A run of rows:
..............................
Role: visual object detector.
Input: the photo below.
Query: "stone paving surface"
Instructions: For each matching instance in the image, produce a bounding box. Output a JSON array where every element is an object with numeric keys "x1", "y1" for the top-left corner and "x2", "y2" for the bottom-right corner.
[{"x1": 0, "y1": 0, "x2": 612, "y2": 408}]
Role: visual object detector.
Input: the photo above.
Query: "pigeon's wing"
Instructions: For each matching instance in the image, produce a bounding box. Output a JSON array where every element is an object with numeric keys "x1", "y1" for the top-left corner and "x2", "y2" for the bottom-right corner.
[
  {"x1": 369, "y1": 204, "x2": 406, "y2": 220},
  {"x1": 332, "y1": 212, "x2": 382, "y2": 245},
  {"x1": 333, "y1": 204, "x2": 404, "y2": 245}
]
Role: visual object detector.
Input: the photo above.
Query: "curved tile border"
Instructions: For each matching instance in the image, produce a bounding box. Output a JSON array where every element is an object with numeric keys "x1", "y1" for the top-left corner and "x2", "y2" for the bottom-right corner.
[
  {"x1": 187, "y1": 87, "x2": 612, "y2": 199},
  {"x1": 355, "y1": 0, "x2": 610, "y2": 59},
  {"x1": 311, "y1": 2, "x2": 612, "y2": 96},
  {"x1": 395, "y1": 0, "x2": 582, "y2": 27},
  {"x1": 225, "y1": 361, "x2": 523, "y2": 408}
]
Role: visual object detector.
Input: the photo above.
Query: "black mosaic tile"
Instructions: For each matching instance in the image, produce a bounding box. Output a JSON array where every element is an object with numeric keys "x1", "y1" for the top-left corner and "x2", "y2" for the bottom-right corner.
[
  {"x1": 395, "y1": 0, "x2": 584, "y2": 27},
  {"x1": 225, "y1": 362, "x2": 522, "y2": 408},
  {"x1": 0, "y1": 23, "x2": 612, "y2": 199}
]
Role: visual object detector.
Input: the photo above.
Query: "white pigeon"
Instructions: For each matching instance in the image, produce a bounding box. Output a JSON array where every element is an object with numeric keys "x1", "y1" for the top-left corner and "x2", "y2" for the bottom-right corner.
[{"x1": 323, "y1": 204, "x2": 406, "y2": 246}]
..............................
GIVEN PROBLEM: How many lines in the rows above contain the word "tile"? Reply with the number only.

FULL OUTPUT: 2